ИСХОДНЫЙ ТЕКСТ =>
━━━━━━

Российско-грузинской войне исполнилось два года. Тогда, в августе 2008 года, Россия официально взяла Южную Осетию под опеку, пообещав восстановить все разрушенное войной. Спецкорреспондент ИД "Коммерсантъ" Ольга Алленова увидела, как это обещание выполняется.
"Если школу закроют, все люди отсюда уедут"
Год назад я делала репортаж из села Хетагурово, разрушенного после войны (см. статью "Про нас давно все забыли" во "Власти" N 11 за 2009 год),— отправилась туда и сейчас. На центральной улице села выросло сразу несколько новых двухэтажных домов, а вообще в селе их отстроено около 20 — по нормативам владельцам разрушенного частного жилья обязаны построить дом из расчета 125 кв. м на семью, а если кто-то хочет больше, он может доплатить. В Хетагурово, судя по размерам домов, доплатить смог только депутат парламента — его дом стоит напротив большой сельской школы, которая уже два года находится в аварийном состоянии и в которую 1 сентября опять пойдут дети. Родственники депутата, живущие возле школы с другой стороны дороги, говорят, что ради дома каждый готов залезть в долги и взять кредиты: строят здесь на всю жизнь.

━━━━━━

ЗАДАНИЯ К ВЫПОЛНЕНИЮ =>
- 1) Какую площадь на семью, согласно исходному тексту, по нормативам должен иметь дом для владельцев разрушенного частного жилья?
- 2) Перепишите из исходного текста фрагмент от «Год назад я» до «на всю жизнь.» без изменений.

ПРЕДСТАВЛЕННЫЕ ДАННЫЕ =>
━━━━━━

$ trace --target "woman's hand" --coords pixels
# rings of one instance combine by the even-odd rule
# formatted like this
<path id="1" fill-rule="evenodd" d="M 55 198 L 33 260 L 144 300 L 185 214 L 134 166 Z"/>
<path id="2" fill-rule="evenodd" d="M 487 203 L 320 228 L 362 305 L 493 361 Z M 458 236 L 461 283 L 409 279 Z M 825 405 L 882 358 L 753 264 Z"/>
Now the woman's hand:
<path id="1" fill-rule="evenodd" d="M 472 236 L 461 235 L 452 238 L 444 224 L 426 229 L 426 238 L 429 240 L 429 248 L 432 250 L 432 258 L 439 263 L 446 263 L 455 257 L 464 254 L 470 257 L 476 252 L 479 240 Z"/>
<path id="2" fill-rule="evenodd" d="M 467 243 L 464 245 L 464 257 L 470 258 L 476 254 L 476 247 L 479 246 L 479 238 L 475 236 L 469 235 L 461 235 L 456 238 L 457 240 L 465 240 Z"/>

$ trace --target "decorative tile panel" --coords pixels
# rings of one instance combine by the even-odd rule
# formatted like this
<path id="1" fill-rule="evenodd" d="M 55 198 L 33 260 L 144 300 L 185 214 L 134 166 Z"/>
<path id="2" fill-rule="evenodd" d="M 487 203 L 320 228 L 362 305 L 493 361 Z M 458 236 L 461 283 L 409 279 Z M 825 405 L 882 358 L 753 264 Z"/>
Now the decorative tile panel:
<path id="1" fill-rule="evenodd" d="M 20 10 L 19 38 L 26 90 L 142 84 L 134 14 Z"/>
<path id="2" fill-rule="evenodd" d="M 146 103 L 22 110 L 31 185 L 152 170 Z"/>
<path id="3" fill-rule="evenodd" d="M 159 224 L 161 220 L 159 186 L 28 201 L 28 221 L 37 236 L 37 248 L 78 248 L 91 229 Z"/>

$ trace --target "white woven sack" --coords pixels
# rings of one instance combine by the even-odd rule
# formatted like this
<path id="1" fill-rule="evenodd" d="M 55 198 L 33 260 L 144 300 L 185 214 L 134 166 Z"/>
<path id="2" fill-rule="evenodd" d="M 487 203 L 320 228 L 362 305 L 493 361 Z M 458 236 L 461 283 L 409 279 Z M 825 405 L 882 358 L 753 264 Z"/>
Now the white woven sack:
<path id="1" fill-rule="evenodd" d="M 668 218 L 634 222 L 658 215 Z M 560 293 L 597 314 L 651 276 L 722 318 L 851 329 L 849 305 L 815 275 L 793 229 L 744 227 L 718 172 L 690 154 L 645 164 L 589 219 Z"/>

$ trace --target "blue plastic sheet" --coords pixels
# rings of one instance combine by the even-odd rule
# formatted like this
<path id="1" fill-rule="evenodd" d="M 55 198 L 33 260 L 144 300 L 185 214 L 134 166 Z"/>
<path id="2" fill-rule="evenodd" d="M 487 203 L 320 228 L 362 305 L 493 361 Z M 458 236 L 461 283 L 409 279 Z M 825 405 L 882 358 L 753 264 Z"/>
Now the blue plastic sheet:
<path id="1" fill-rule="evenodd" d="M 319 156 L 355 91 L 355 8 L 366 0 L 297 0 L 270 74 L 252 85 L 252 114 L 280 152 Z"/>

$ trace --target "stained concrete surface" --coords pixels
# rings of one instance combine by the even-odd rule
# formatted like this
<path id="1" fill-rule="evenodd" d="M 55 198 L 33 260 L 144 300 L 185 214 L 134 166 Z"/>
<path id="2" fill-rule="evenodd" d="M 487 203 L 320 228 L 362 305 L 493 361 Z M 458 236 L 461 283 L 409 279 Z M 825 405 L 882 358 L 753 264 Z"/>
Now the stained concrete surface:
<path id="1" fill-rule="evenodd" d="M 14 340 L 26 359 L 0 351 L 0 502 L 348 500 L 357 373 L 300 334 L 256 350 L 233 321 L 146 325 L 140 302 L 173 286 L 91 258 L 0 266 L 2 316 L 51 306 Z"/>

━━━━━━

ОТВЕТЫ =>
- 1) 125 кв. м на семью.

- 2)
Год назад я делала репортаж из села Хетагурово, разрушенного после войны (см. статью "Про нас давно все забыли" во "Власти" N 11 за 2009 год),— отправилась туда и сейчас. На центральной улице села выросло сразу несколько новых двухэтажных домов, а вообще в селе их отстроено около 20 — по нормативам владельцам разрушенного частного жилья обязаны построить дом из расчета 125 кв. м на семью, а если кто-то хочет больше, он может доплатить. В Хетагурово, судя по размерам домов, доплатить смог только депутат парламента — его дом стоит напротив большой сельской школы, которая уже два года находится в аварийном состоянии и в которую 1 сентября опять пойдут дети. Родственники депутата, живущие возле школы с другой стороны дороги, говорят, что ради дома каждый готов залезть в долги и взять кредиты: строят здесь на всю жизнь.